Traversée de la Patagonie – « Le vent se lève…

… il faut tenter de vivre » — Paul Valéry

The night is darkening round me, The wild winds coldly blow; But a tyrant spell has bound me And I cannot, cannot go. — Emily Bronte, The Night is Darkening Round Me (1837)

Et tu restes collé au vent ! Collé au vent ! Collé au vent ! — Alain Damasio

Au-delà de l’épreuve physique et mentale qui sublime les découvertes et les rencontres, le voyage à vélo, prompt à la réflexion et aux pensées fugitives, renouvelle le rapport au monde. À l’espace, la rétine collée à la route et au paysage qui se déroulent lentement, un mode de contemplation privilégié. Au temps, qui se découpe en temporalités : du temps longs de l’échappée à l’urgence du bivouac ou du ravitaillement. S’habituer aux choses qui finissent, adieux réguliers. Il réenchante un quotidien qui prend du sens et de l’épaisseur, confirme nos choix. Vivre à vélo fait rentrer le voyage dans la peau, et fait alors partie de la vie, tout en nous maintenant constamment dans une zone du dehors (du quotidien, du confort, de nous-mêmes). Aux autres enfin, avec une solidarité impressionnante. Prendre confiance et s’affranchir des peurs.

L’entrée en Patagonie s’étant accompagnée du sifflement intempestif et continu du vent, c’est lui qui nous cueille durant toute la traversée d’est en ouest. Pour joindre la Cordillère depuis l’Atlantique, nous empruntons la route 25, itinéraire des colons gallois, qui traverse la province du Chubut, 505km de Trelew à Tecka. Peu de monde y fait du vélo (pour ne pas dire personne), plus de 100 km de désert entre chaque village, mais sa beauté, qui nous a été vantée, et le mystère, invoqué par les « No hay nada » et autres « Es la desolación », nous intriguent.

En effet, la grandeur de ces paysages, faits de superlatifs, change, chaque jour, d’univers et leur puissance est à la mesure de la souffrance et de la lutte contre le vent. Nous traversons des millions d’années d’histoire tellurique et minérale condensée. Des canyons rouges aux falaises blondes et brunes, au relief brut et acéré, parfois régulier, que le zénith aplanit. L’humanité y paraît bien dérisoire, voire accessoire, avec toute cette nécrologie taguée sur la route, face à l’immanence des pierres.

Nous quittons Trelew et les Hughes, accompagnés d’Adrian. Objectif bien utopique : Dique, à 130 km. Mais le vent se dresse comme un mur épais, auquel aucun de nos mouvements pour le contrer n’échappe. Aux portes de la ville, nos adieux à Adrian puis l’objectif revu à la baisse : Dolavon, 40 km. La route 25, c’est aussi la route des Gallois, venu chercher, il y a 150 ans, des jours meilleurs au milieu de cette Patagonie venteuse, aride et peu fertile. On suit leur trace au gré des dragons rouges flottants ça et là, des architectures de briques rouges à étages, anciens saloons, des noms de rue, de bâtiments et de famille anglo-saxons. Les gens par ici partagent leur patrimoine génétique entre Tehuelches et Gallois.

- - - -

▶ [Objectif]: Recopiez à l'identique le passage du récit sur la traversée de la Patagonie qui commence par « Traversée de la » et se poursuit jusqu'à « Round Me (1837) ».

▶ [Données affichées]:
- - - -

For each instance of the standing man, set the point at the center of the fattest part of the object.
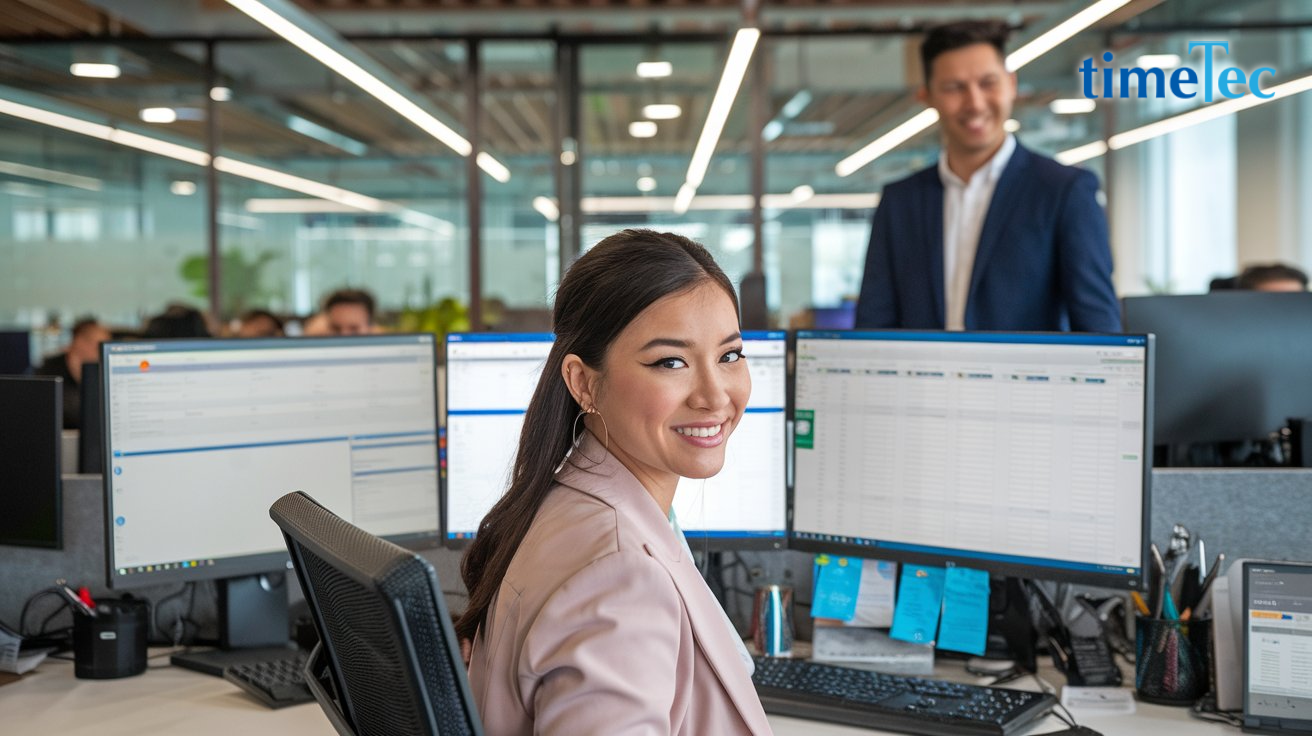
(993, 236)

- - - -

▶ [Tâche accomplie]:
Traversée de la Patagonie – « Le vent se lève…

… il faut tenter de vivre » — Paul Valéry

The night is darkening round me, The wild winds coldly blow; But a tyrant spell has bound me And I cannot, cannot go. — Emily Bronte, The Night is Darkening Round Me (1837)